Saved entries
▽

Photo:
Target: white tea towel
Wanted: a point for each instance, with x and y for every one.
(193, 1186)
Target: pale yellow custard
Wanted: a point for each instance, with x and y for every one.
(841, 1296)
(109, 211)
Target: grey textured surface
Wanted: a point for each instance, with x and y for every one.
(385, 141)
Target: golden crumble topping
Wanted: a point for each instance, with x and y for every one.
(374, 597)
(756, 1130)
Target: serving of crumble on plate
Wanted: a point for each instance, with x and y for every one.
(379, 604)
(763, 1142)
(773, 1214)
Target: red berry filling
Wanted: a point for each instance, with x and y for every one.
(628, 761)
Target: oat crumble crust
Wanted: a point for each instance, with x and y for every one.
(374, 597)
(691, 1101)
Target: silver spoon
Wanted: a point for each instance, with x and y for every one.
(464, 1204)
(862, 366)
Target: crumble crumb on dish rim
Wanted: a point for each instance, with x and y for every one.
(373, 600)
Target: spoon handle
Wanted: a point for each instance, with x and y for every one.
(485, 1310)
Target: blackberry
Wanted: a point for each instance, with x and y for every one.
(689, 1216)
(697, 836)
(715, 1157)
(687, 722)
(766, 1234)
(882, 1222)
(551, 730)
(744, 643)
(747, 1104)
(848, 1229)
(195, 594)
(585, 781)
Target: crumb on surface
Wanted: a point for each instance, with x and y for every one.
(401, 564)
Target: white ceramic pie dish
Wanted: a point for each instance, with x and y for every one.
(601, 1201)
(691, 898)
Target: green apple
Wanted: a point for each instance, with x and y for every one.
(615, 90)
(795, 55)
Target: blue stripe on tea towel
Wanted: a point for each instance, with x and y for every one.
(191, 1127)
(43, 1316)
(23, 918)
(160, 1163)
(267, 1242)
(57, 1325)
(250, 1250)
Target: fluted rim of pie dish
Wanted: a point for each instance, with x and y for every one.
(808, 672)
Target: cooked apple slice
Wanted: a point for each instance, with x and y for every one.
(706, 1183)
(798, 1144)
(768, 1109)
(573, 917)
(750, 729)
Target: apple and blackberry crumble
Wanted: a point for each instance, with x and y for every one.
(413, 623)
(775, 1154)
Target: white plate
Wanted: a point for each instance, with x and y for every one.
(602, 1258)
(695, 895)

△

> Task requirements: Check each line above for "surface" and return the ones that have it.

> Response:
Target: grey textured surface
Target: crumb on surface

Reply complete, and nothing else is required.